— Yang perlu dikerjakan —
Bisakah paragraf yang diawali "Di pekan belakangan, Amerika Serikat" dalam teks tentang teror di Islamabad diringkas menjadi daftar poin singkat yang tetap memuat fakta utamanya?

1. Buka konten
  2. Buka menu utama
  3. Buka situs DW lainnya

Islamabad Terror

Thomas Bärthlein22 September 2008

Setelah serangan bunuh diri di Islamabad, apakah pemerintah Pakistan dalam perang anti teror akan meningkatkan operasi militer atau harus dicari jalan secara politis?

https://p.dw.com/p/FMlH
Presiden Pakistan Asif Ali Zardari dituding warganya sebagai boneka WashingtonFoto: picture-alliance/ dpa

Serangan bunuh diri yang dilancarkan terhadap Hotel Marriot di Islamabad, ibarat puncak dari sebuah gunung es. Betapa rumitnya situasi keamanan di Pakistan, terlihat dengan jelas di kawasan di sepanjang perbatasan dengan Pakistan, yang sejak lama sebagian besar wilayahnya dikuasai kelompok Taliban. Secara militer kelompok Taliban dan Al Qaida di bagian barat laut Pakistan tidak berhasil dikalahkan, seperti halnya di Afganistan dalam waktu tujuh tahun belakangan. Operasi militer yang dilancarkan secara besar-besaran untuk menciptakan keamanan dari aksi teror malah mendapat reaksi, dengan rangkaian serangan bom. Contoh ini sesuai dengan perkembangan terakhir.

Di pekan belakangan, Amerika Serikat meningkatkan tekanan di kawasan yang berbatasan dengan Afganistan. Presiden Bush memberikan lampu hijau untuk melancarkan operasi militer dengan memasuki wilayah Pakistan. Operasi ini menimbulkan dampak yang buruk. Kurang terpercayanya laporan dari dinas rahasia, serangan tentara Amerika Serikat dan juga tentara Pakistan sering tidak tepat sehingga mengenai sasaran warga sipil yang tidak bersalah. Menurut laporan yang layak dipercaya, ratusan ribu orang melarikan diri dari kawasan pertempuran.

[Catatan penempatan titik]
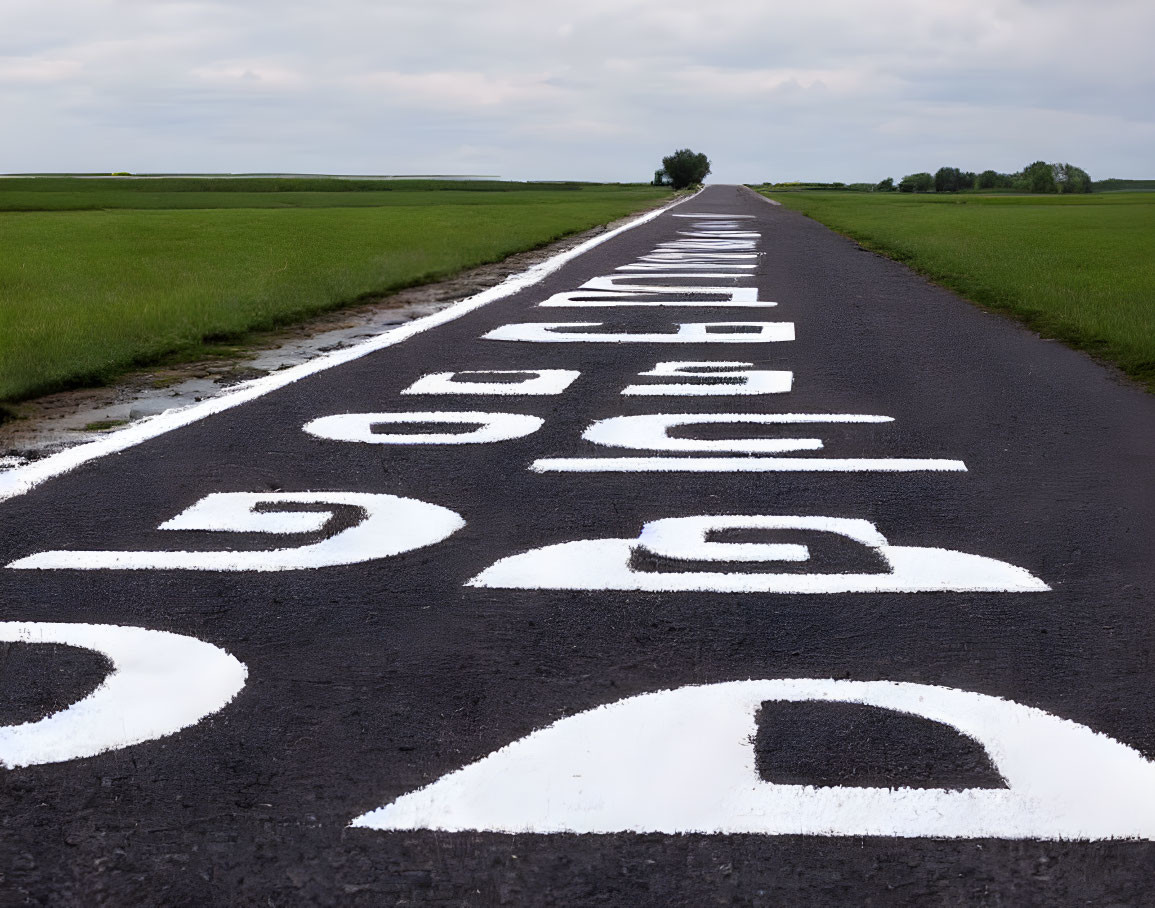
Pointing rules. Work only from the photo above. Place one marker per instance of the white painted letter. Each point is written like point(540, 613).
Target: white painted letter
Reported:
point(683, 761)
point(605, 564)
point(390, 526)
point(543, 332)
point(159, 684)
point(740, 378)
point(359, 428)
point(650, 432)
point(535, 381)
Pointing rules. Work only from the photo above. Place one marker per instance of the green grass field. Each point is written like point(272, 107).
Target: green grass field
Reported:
point(1079, 268)
point(156, 270)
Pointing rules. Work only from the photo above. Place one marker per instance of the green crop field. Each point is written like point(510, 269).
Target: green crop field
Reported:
point(1080, 268)
point(98, 276)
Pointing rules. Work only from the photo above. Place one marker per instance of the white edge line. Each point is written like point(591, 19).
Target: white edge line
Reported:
point(22, 479)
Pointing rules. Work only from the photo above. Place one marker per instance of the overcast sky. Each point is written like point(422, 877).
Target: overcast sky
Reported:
point(585, 89)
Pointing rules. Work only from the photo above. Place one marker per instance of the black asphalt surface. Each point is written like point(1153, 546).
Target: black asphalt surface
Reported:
point(367, 682)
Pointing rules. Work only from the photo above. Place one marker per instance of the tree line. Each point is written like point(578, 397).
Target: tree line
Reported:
point(1038, 177)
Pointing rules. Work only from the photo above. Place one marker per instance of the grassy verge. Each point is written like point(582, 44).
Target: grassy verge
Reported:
point(88, 294)
point(1079, 268)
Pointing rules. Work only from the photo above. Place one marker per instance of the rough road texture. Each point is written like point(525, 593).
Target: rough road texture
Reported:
point(367, 682)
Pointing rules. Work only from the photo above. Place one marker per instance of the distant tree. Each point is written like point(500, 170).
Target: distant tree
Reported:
point(685, 168)
point(988, 179)
point(916, 183)
point(948, 179)
point(1038, 177)
point(1070, 178)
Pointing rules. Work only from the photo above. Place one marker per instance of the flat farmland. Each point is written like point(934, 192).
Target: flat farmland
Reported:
point(98, 276)
point(1078, 268)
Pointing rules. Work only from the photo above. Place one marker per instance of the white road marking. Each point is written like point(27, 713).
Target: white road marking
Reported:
point(159, 684)
point(651, 431)
point(27, 477)
point(683, 761)
point(536, 381)
point(390, 526)
point(608, 291)
point(746, 464)
point(605, 564)
point(359, 428)
point(588, 299)
point(543, 332)
point(742, 378)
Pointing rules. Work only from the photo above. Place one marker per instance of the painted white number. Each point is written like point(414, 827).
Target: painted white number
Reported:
point(390, 526)
point(683, 761)
point(739, 378)
point(529, 381)
point(159, 684)
point(650, 432)
point(605, 564)
point(715, 332)
point(611, 291)
point(359, 428)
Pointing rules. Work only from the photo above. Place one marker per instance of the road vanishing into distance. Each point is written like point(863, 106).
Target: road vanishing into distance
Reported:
point(718, 562)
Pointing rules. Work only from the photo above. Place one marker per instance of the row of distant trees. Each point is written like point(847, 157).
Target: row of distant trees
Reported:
point(1038, 177)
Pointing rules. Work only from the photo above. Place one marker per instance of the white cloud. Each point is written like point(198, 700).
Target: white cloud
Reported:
point(828, 89)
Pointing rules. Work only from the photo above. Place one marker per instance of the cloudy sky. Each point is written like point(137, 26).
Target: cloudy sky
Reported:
point(585, 89)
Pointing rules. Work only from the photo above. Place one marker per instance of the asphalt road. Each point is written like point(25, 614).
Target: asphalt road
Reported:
point(884, 638)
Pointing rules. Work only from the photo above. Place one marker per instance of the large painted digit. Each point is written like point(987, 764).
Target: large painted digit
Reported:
point(608, 564)
point(390, 526)
point(683, 761)
point(159, 684)
point(713, 332)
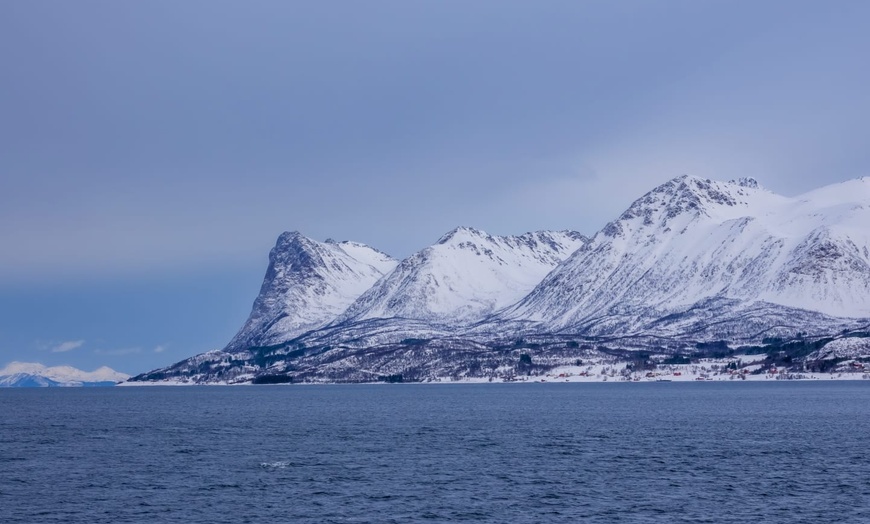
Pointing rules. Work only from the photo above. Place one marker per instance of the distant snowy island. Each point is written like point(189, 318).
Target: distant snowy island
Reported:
point(697, 280)
point(24, 374)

— Balasan —
- Dalam beberapa pekan terakhir, Amerika Serikat meningkatkan tekanan di kawasan yang berbatasan dengan Afganistan.
- Presiden Bush memberi lampu hijau bagi operasi militer yang memasuki wilayah Pakistan.
- Operasi ini berdampak buruk.
- Laporan dinas rahasia kurang terpercaya. Serangan tentara Amerika Serikat dan Pakistan sering tidak tepat sasaran sehingga mengenai warga sipil yang tidak bersalah.
- Menurut laporan yang layak dipercaya, ratusan ribu orang melarikan diri dari kawasan pertempuran.